Today we celebrate 3 years of marriage! Yehaw, right? Go JHubbs!
Because this is the kind of nerd I am, I have summarized these three years into five important lessons that will keep us married (happily) for a long time to come. Or at least that’s the goal!
If you’re in a relationship, about to get married (congrats Brian & Ashley and Ashley & James!), or pleasantly considering marriage sometime in your future, maybe you’ll have some opinions on the following five pieces of advice:
1. Find out how your partner suffers.
This idea is stolen shamelessly from the Kevin Thompson article that’s been circulating on Facebook. But given my health status over the years and some in-law drama on JHubbs’s side, this advice hits home very closely. I don’t know that either of us paid attention to this trait before getting married, but I count myself beyond blessed (and I hope maybe JHubbs does, too?) that it just happened to work out that we both suffer well.
Being in a relationship when things are going okay or are just a little stressful is fine. You get to see if you can support each other and vent productively and generally feel like you’re handling life’s ups and downs.
But when there’s a serious, ongoing emotional problem? When a diagnosis pops up and fundamentally readjusts your daily life for the forseeable future? You want to be tied to a sack of potatoes that will try to make french fries out of the situation (what?) instead of just sitting around and rotting.
You might cope differently (I make lists and journal, JHubbs goes on a marathon joke-making streak), but you want to be tied to someone who is aware of themselves enough to know it’s time to cope. If you are currently with someone who isn’t suffering well (or if you feel like maybe you could suffer a little better to make your spouse’s life easier), I recommend counseling to find some personalized coping lessons that will make your marriage (and life!) 1,000 times more enjoyable.
- - - -
- WHAT YOU SHOULD DO -
Carry on the blog post about lessons from three years of marriage from the point where it stops, keeping its voice and numbered format.

[Stored records]
- - - -
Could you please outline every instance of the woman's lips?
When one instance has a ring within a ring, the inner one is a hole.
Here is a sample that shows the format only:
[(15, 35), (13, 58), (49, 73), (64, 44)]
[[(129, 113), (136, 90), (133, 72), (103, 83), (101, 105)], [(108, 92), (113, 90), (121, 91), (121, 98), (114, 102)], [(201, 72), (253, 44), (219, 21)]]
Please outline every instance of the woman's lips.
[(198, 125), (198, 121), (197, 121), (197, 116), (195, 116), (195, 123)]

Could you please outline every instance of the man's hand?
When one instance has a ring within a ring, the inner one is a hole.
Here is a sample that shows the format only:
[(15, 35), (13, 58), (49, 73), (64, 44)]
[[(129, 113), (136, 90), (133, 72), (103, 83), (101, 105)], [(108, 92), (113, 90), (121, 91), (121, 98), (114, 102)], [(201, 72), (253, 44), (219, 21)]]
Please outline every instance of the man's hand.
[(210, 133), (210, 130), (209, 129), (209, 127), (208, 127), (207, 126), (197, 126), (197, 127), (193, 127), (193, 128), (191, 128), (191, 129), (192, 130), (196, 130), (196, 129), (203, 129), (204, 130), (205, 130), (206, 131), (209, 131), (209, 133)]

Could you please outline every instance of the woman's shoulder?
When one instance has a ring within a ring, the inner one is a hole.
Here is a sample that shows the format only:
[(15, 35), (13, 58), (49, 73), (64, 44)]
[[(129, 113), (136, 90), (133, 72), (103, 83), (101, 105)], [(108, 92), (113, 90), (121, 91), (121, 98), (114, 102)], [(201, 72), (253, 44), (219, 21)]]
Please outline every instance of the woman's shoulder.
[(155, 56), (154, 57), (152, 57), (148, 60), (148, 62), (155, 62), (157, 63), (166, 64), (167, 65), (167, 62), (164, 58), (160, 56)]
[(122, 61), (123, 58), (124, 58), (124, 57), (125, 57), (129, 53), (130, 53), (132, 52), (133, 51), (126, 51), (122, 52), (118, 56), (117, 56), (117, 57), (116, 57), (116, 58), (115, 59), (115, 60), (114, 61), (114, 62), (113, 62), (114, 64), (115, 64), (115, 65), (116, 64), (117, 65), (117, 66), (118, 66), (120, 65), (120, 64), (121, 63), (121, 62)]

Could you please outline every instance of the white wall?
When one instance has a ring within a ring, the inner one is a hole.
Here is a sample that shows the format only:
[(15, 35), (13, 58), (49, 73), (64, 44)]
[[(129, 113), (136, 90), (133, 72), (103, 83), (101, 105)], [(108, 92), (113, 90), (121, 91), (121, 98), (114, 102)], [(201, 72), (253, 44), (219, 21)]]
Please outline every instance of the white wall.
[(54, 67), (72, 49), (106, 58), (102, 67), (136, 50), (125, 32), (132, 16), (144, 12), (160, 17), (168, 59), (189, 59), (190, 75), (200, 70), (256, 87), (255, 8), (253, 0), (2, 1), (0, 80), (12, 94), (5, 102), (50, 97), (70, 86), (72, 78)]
- - - -
- RESULT OF THIS EXERCISE -
2. Actively figure out how your spouse is better than you.
This isn’t meant to be a competitive thing, but more of a constant improvement thing. Since opposites tend to attract, the odds are very high that your spouse does some things differently than you do. In some cases, this is a bad thing (hello JHubbs trying to wipe down a counter by spraying water on it and then pushing it into the sink with his hands), but in some cases this is a good thing that can teach you about how to improve your own life.
Example number one: JHubb’s only coping mechanisms are humor and music. If he can’t play a guitar to deal with something sad or troubling, he needs to start an endless stream of jokes. Early on in our relationship, this bugged the crap out of me. A serious conversation calls for serious feedback, right? But after years of this abuse, I finally started to come around to it.
After all, he’s far happier than me all the time. And if my goal is to be happy (not right, or in control, or in charge, but happy) then isn’t he winning?
Granted, I still have moments when I need “SERIOUS CONVERSATION TIME K THX,” but by and large I try to go with him when he de-escalates situations with humor. I am much happier as a result.
3. Keep talking until no one is angry.
You may need to talk in spurts (I’m actually a fan of going to bed angry if I can’t quite put my thoughts together yet), but never give up on a conversation that makes one of you angry.
If you seal it up before it’s talked out, you risk cutting off a little piece of yourself and hiding it from your spouse. My gut says that those kinds of mini-walls build up over the years into mega-walls that can cause some serious problems: feeling like your spouse doesn’t listen, doesn’t care, and generally doesn’t know you.
Talking it out– while painful, awkward, or time-consuming– lets you drain the poison out of the topic and eventually remember who you’re talking to.
When the conversation starts, its you and your spouse on either side of a sharp-sticking problem. At the end of the dialogue, it’s the two of you sitting side by side facing down all of your choices. That’s a much more peaceful way to get through a problem or an argument.
4. Remember who you’re talking to.
This approach piggy-backs on #3, but I think it deserves its own bullet point because it has saved me countless hours of being upset and probably will save our marriage over the long run. Remember who you’re talking to!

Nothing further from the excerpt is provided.